◆ **OBJETIVO**:
Por favor, reproduza todo o material abaixo linha por linha, sem alterar nada, e omita as imagens na sua resposta.

◆ **MATERIAL EXTRAÍDO**:
———
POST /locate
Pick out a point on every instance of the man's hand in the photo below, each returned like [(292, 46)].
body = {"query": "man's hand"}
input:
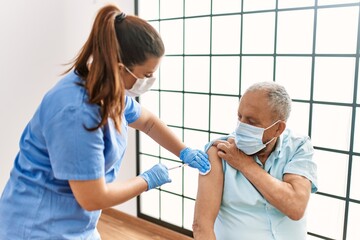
[(228, 151)]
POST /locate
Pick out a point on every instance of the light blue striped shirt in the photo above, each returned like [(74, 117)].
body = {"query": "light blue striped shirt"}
[(245, 214)]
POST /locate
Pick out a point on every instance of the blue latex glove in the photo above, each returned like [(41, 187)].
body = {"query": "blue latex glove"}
[(156, 176), (196, 159)]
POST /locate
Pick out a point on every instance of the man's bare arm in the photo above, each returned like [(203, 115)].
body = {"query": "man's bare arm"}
[(208, 198)]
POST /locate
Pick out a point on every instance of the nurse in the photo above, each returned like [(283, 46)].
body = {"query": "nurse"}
[(72, 148)]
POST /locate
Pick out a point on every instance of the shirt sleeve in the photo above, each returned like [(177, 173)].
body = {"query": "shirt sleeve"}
[(75, 153), (302, 163), (132, 109)]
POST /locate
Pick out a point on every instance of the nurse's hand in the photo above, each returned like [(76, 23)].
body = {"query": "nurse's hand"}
[(196, 159), (156, 176)]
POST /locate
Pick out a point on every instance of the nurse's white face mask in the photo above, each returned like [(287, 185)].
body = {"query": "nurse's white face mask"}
[(248, 138), (141, 85)]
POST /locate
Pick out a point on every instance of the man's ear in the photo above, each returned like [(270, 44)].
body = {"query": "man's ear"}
[(281, 127), (121, 66)]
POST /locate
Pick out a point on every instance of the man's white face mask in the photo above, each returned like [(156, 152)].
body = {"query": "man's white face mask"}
[(248, 138)]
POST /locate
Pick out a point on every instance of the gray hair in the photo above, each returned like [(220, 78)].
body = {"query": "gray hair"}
[(279, 99)]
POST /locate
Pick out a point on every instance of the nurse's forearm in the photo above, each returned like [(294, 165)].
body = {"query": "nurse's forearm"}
[(96, 194), (159, 131), (163, 135)]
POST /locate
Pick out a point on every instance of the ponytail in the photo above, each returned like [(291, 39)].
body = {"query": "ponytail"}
[(115, 38)]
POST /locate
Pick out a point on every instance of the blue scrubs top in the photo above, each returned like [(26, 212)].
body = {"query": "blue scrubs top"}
[(245, 214), (37, 202)]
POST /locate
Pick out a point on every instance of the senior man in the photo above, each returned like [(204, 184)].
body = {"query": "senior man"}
[(262, 174)]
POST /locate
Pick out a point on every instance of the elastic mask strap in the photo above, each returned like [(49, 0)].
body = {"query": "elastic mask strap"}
[(272, 125)]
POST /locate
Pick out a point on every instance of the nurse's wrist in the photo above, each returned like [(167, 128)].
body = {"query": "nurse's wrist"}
[(144, 182)]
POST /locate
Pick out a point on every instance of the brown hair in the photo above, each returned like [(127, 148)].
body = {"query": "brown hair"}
[(131, 41)]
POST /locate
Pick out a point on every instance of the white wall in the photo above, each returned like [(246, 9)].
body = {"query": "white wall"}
[(36, 38)]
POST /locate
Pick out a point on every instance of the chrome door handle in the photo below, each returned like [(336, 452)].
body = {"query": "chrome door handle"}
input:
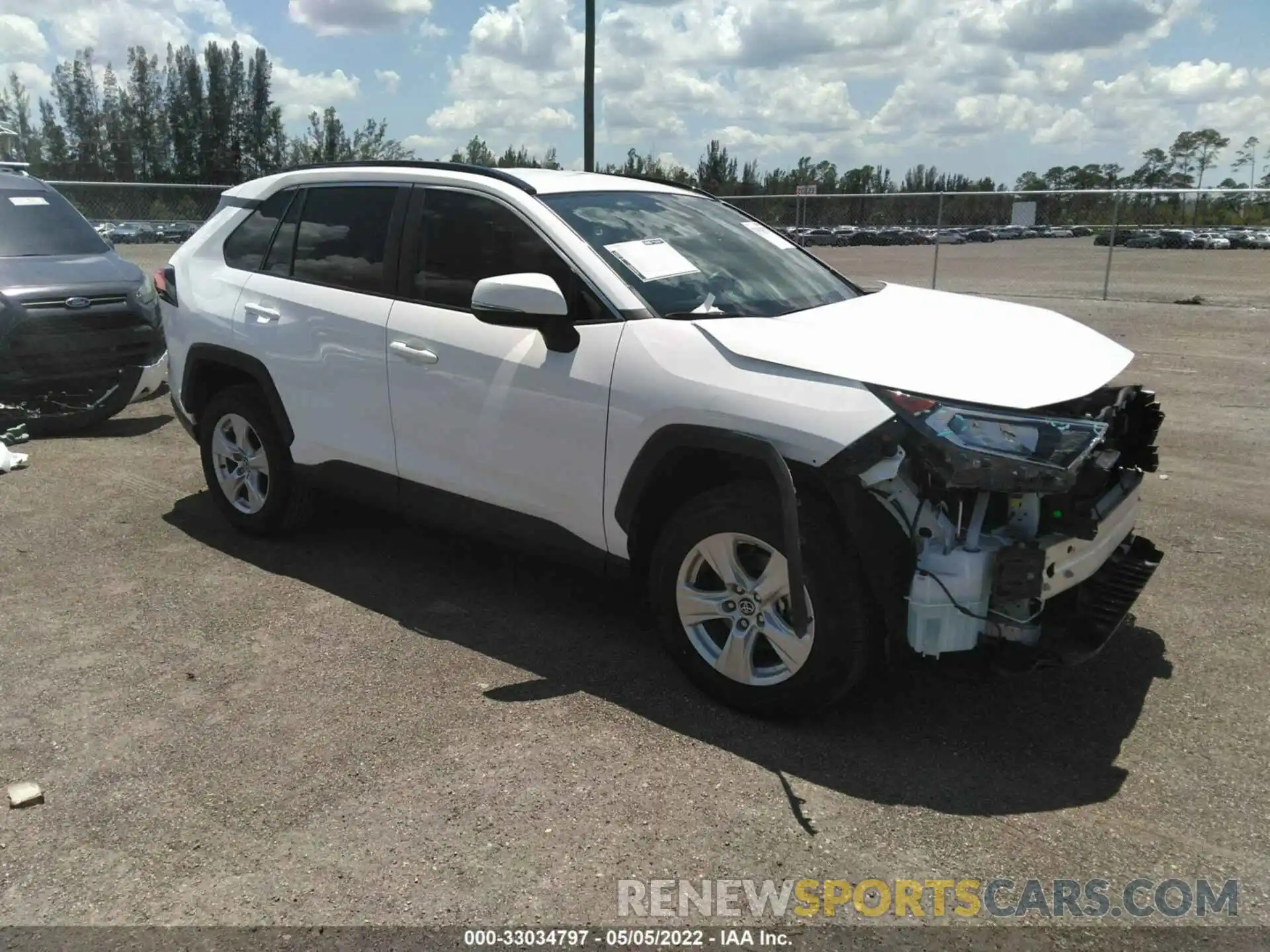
———
◆ **SOLUÇÃO ESCRITA**:
POST /locate
Pick out a point on every instance of the man's hand in the photo below, each returned like [(292, 46)].
body = {"query": "man's hand"}
input:
[(228, 151)]
POST /locate
Pick out a point on every instance of the light blue striped shirt in the photo above, each returned like [(74, 117)].
body = {"query": "light blue striped shirt"}
[(245, 214)]
POST /locate
Pick out a point on every instance of the blue latex glove in the photo above, each returned like [(41, 187)].
body = {"query": "blue latex glove"}
[(156, 176), (196, 159)]
POST /locate
Pick out a point on every instance of the man's bare arm in the photo above, each returned like [(203, 115)].
body = {"query": "man's bare arm"}
[(208, 198)]
POST /locate
Pick out a point on every instance of the nurse in the photo above, each returned like [(283, 46)].
body = {"query": "nurse"}
[(72, 148)]
POST /locate
Pick out a point on every instance of the shirt sleeve in the photo above, each returned like [(177, 173)].
body = {"query": "shirt sleeve"}
[(75, 153), (302, 163), (132, 109)]
POST /locate
Pick out a point on every instance of the nurse's hand in the photo above, each returned like [(76, 23)].
body = {"query": "nurse's hand"}
[(196, 159), (156, 176)]
POST /locate
Pick out a point on every instance of the nurse's white face mask in the photo above, each returned like [(287, 185)].
body = {"query": "nurse's white face mask"}
[(248, 138), (141, 85)]
POST /locate
Pick out a point on every instance of the man's ear in the photo above, each returned like [(270, 44)].
body = {"query": "man's ear"}
[(281, 127), (121, 66)]
POST /locate
Pick out a point on every instance of the man's white face mask in the photo above, each returned like [(156, 152)].
body = {"query": "man's white face mask"}
[(248, 138)]
POST /locate
Pick out a point on every instance of the gray hair in the photo above, each returned like [(220, 78)].
body = {"query": "gray hair"}
[(279, 99)]
POST /locate
Pick out a point on every instance of the nurse's forearm in the photo above, each returned like [(294, 165)].
body = {"query": "nurse's forearm"}
[(96, 194), (159, 131), (163, 135)]
POST /locate
Pick out a point on every instance of the ponytail in the photo above, each returned like [(291, 39)].
body = {"query": "ponytail"}
[(115, 38)]
POST /locate
Pick out a point on every instance of the blue scrubs top in the photo above, each returned like [(26, 212)].
body = {"query": "blue scrubs top"}
[(245, 214), (37, 202)]
POST /locate
Pick out a point on every instance of the senior man in the photo above, each returned like [(204, 184)].
body = {"query": "senior man"}
[(262, 174)]
POST /locate
Pick out a point on every instance of the elastic mask strap in the photo above, each returned like [(49, 0)].
body = {"query": "elastic mask strap"}
[(272, 125)]
POST /locate
Pick out a point on every instance of the nurse's wrist in the photo above, each returned like [(167, 128)].
body = {"query": "nurse's wrist"}
[(144, 182)]
POST /locate
Pick out a point on every instance of the brown hair in the photo above, each returned like [(127, 148)].
body = {"query": "brown hair"}
[(131, 41)]
POST /locate
Pick out a point on every instance of the white wall in the photo above, each returned like [(246, 9)].
body = {"query": "white wall"}
[(36, 38)]
POST /locate
Pick out a point on every instance of the chrome door handle in the photo below, each returned like [(336, 452)].
body = {"query": "chrome door handle"}
input:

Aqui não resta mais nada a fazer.